◆ Problem description
Extract the span of the holiday party passage from "Hannah continued talking" to "worst gift there.", copied verbatim.

◆ Text passage
▬▬▬
As it turned out, it didn't really matter since Hannah wasn’t especially impressed with Joe.  Maybe that’s too harsh.  It’s not that she was unimpressed, she just didn’t sense there was a great deal of chemistry growing between them.  Plus, she wasn’t wowed by his brazen attempt to usurp our TV to watch something other than college football, even apologizing to me for his misdeed later that evening when he ducked out to use the bathroom.
Hannah continued talking to me for a while about any number of different things even once Joe returned.  Later in the evening, we partnered up for a quick round of euchre before we started up with the Yankee Swap/Dirty Christmas gift exchange.  This part of the party had honestly been the last thing on my mind until I was at the store earlier in the day buying up various bottles of liquor and soda for Cooper's delicious party punch.  As I headed to the checkout lane, I came across a variety pack of Bod body spray which I didn’t give much thought to beyond the fact that, at $4.49, it came in under the $5 gift limit we had set—with change to spare.  So I snagged it, not expecting anyone to view it as anything other than the worst gift there.
▬▬▬
◆ Information provided

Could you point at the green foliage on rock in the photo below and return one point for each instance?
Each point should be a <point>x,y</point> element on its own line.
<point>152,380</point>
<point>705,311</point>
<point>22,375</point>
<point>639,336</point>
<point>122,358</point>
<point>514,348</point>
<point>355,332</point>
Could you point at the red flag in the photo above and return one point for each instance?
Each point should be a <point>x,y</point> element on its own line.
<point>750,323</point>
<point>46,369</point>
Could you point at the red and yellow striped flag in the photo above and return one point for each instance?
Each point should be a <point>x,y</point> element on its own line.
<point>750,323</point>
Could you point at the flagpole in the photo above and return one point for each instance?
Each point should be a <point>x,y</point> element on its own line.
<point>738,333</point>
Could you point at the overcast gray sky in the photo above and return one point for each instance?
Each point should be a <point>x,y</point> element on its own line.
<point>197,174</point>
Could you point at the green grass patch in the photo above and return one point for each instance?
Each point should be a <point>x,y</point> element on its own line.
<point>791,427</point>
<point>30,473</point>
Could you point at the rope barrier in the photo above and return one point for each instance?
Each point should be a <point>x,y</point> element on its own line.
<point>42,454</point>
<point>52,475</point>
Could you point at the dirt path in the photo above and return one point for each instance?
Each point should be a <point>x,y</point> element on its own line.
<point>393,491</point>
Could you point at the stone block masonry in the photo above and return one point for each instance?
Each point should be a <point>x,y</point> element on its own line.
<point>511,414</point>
▬▬▬
◆ Solution to this problem
Hannah continued talking to me for a while about any number of different things even once Joe returned.  Later in the evening, we partnered up for a quick round of euchre before we started up with the Yankee Swap/Dirty Christmas gift exchange.  This part of the party had honestly been the last thing on my mind until I was at the store earlier in the day buying up various bottles of liquor and soda for Cooper's delicious party punch.  As I headed to the checkout lane, I came across a variety pack of Bod body spray which I didn’t give much thought to beyond the fact that, at $4.49, it came in under the $5 gift limit we had set—with change to spare.  So I snagged it, not expecting anyone to view it as anything other than the worst gift there.